START Supplied data

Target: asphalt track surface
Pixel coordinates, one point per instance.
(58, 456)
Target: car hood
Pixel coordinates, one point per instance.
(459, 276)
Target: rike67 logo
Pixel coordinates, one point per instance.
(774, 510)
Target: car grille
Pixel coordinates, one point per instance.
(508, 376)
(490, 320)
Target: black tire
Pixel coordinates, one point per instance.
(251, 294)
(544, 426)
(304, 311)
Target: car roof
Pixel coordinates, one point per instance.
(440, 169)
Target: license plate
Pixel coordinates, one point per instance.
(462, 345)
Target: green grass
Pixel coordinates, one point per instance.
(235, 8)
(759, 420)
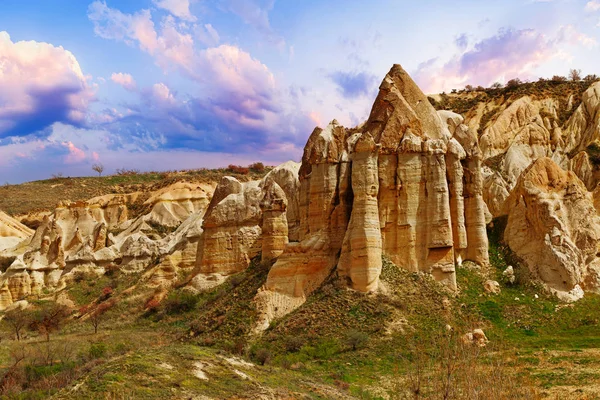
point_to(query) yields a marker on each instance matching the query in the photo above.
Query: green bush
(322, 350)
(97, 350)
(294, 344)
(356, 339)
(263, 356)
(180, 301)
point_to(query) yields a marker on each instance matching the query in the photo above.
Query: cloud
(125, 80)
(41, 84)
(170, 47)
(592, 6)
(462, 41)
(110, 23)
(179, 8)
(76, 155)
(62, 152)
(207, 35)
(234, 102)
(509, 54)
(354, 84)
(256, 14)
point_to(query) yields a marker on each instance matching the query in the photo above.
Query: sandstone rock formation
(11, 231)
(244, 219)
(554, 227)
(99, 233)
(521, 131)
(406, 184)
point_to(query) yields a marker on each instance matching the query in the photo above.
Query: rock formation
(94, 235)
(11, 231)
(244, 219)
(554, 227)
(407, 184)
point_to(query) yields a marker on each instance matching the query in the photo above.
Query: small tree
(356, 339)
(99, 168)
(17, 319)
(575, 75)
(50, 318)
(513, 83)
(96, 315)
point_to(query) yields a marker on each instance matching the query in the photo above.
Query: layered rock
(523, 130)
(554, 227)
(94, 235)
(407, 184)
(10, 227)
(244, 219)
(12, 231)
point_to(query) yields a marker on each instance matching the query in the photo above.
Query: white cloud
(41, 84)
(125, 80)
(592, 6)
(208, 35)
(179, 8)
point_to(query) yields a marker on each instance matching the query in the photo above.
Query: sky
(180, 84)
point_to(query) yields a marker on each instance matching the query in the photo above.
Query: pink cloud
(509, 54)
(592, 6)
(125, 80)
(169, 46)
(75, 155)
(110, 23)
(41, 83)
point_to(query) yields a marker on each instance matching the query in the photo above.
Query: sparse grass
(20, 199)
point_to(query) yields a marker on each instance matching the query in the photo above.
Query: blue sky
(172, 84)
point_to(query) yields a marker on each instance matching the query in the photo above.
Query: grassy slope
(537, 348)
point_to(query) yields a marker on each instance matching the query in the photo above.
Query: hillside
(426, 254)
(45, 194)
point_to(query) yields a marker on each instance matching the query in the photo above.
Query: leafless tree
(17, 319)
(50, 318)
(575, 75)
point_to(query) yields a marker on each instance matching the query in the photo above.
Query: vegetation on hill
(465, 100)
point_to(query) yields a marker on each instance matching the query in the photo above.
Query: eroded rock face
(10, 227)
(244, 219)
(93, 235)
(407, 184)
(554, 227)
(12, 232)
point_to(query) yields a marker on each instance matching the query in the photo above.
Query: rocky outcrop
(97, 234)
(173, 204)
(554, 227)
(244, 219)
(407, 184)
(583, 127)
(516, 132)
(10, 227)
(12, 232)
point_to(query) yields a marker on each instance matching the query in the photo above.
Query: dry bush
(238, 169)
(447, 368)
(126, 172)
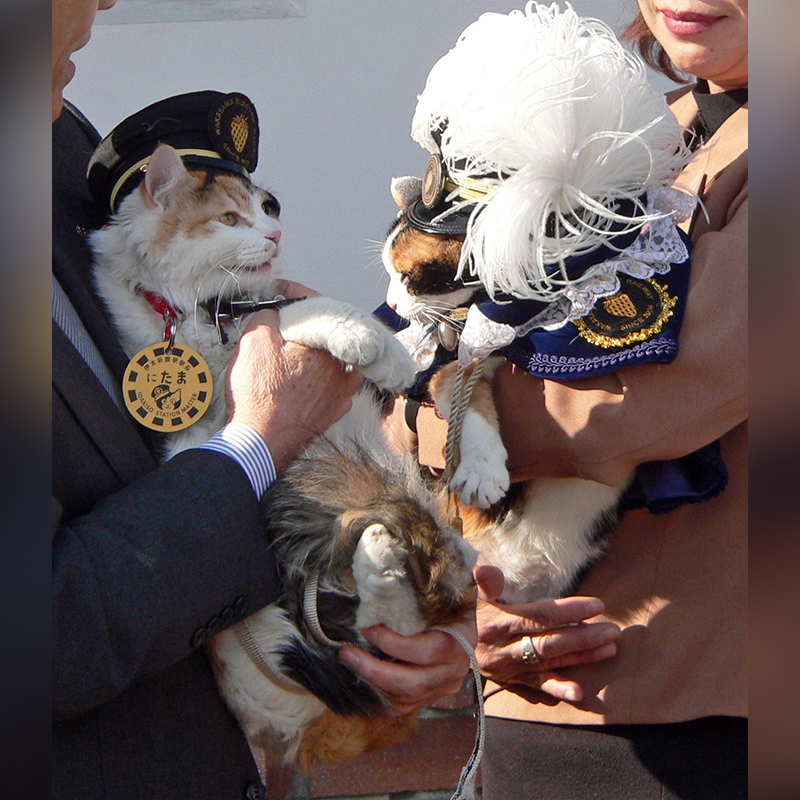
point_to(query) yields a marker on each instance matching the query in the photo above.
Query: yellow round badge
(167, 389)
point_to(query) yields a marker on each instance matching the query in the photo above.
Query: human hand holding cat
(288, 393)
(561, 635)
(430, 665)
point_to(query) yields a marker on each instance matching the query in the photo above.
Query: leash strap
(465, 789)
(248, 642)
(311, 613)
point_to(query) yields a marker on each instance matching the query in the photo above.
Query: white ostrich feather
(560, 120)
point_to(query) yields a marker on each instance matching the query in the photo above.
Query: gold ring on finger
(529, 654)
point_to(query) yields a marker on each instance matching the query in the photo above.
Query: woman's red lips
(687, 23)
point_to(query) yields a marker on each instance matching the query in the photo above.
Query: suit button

END Supplied data
START Supplied data

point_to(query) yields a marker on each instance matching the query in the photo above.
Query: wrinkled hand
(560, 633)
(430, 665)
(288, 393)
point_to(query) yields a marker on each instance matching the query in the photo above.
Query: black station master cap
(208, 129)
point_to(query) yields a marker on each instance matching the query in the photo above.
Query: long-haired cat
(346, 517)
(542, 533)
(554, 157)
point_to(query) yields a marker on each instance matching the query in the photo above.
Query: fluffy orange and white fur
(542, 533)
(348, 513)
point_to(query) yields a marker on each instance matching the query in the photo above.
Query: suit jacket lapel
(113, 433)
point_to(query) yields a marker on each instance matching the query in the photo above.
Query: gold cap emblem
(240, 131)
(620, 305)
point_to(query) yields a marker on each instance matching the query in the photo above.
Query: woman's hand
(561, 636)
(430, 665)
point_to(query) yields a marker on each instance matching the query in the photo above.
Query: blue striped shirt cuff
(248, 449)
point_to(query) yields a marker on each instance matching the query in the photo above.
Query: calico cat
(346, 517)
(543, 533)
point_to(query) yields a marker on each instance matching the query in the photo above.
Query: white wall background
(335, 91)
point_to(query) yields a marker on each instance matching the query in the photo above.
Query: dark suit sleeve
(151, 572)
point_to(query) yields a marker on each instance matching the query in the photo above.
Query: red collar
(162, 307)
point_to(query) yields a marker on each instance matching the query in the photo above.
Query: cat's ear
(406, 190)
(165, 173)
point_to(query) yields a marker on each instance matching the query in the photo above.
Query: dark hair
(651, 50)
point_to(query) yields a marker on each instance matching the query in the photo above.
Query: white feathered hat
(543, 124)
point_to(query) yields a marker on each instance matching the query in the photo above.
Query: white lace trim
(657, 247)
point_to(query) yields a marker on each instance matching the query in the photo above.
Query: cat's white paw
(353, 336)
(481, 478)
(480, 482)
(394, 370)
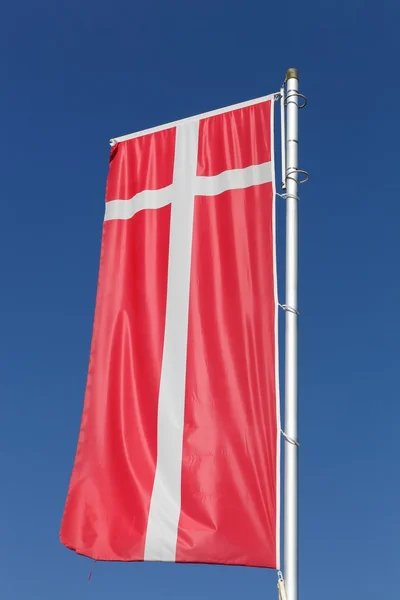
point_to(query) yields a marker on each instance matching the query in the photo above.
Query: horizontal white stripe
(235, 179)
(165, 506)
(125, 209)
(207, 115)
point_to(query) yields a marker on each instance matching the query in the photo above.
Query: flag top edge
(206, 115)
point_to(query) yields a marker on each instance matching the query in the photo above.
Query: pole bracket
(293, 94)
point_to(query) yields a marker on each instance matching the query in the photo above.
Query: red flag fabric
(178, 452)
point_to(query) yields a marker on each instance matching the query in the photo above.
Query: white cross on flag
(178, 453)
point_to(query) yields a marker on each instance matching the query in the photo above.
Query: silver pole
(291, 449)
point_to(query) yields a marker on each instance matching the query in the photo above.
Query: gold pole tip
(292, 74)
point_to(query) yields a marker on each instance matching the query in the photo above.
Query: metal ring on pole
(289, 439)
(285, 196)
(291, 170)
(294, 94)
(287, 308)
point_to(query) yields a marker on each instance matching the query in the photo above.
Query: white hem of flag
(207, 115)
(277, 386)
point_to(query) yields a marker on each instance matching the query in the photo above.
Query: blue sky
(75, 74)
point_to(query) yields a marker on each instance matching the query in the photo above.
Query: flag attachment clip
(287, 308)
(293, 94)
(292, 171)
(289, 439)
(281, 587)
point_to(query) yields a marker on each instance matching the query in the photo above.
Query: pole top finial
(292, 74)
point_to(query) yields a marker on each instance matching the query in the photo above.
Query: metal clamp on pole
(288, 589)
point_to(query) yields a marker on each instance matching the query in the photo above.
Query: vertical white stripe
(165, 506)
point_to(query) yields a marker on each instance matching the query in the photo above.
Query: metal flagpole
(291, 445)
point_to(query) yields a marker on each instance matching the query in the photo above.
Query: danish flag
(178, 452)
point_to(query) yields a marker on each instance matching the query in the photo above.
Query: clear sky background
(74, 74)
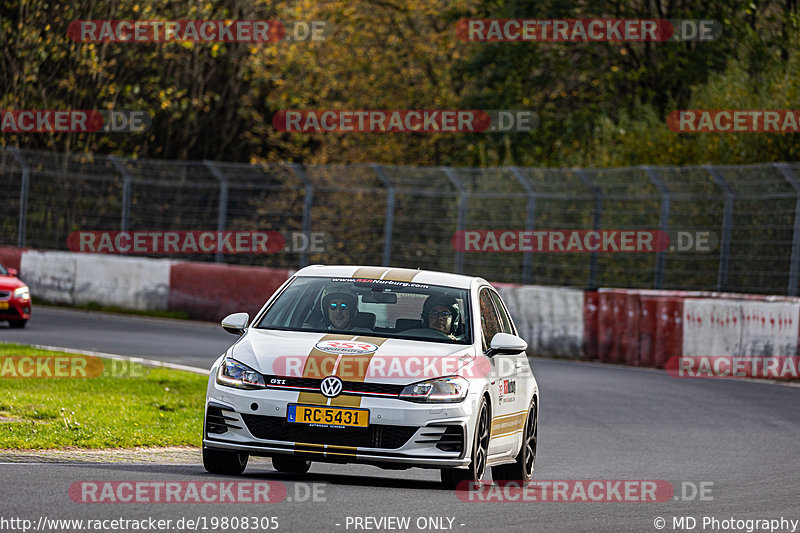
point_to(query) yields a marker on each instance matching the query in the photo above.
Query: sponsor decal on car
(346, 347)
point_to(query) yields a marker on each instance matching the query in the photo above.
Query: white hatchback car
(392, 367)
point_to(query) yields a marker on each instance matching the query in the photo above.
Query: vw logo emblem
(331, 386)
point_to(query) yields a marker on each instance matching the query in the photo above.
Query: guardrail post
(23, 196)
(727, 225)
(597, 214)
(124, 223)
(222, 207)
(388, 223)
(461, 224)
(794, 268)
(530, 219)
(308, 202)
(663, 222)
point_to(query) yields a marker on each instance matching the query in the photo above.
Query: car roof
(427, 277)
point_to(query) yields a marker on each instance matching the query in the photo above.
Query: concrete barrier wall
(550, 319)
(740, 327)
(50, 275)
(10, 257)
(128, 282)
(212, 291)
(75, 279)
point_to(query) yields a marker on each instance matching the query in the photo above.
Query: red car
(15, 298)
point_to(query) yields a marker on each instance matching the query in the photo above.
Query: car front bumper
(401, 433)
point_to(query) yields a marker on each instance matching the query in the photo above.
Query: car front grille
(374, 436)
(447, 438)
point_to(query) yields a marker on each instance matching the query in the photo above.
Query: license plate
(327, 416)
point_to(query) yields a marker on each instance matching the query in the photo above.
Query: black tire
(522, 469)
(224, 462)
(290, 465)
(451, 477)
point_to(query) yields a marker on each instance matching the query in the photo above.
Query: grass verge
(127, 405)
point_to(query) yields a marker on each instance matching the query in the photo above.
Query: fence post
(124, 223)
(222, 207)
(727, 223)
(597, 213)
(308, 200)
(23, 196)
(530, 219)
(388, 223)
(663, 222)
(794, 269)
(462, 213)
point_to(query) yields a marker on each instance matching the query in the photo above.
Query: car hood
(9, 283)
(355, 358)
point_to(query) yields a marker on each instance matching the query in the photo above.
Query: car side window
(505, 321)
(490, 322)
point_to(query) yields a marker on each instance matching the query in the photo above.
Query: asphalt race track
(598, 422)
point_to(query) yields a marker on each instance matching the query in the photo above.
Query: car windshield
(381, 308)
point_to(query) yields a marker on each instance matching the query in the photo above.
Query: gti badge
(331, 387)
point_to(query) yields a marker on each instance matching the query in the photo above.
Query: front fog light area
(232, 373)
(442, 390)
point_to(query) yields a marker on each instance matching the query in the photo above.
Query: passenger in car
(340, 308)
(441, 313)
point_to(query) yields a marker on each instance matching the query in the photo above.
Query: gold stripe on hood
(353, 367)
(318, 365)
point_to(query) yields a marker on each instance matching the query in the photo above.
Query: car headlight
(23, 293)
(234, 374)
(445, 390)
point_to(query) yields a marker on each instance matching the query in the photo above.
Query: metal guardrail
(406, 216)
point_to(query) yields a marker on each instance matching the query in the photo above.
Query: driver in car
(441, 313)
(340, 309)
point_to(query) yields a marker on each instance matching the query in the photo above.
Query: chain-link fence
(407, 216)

END Supplied data

Assignment
The answer must be every line from the entries above that holds the string "Target".

Result for this exercise
Target: asphalt track surface
Target: car hood
Target: rike67 logo
Target: car grille
Target: black tire
Target: car roof
Target: license plate
Target: green grass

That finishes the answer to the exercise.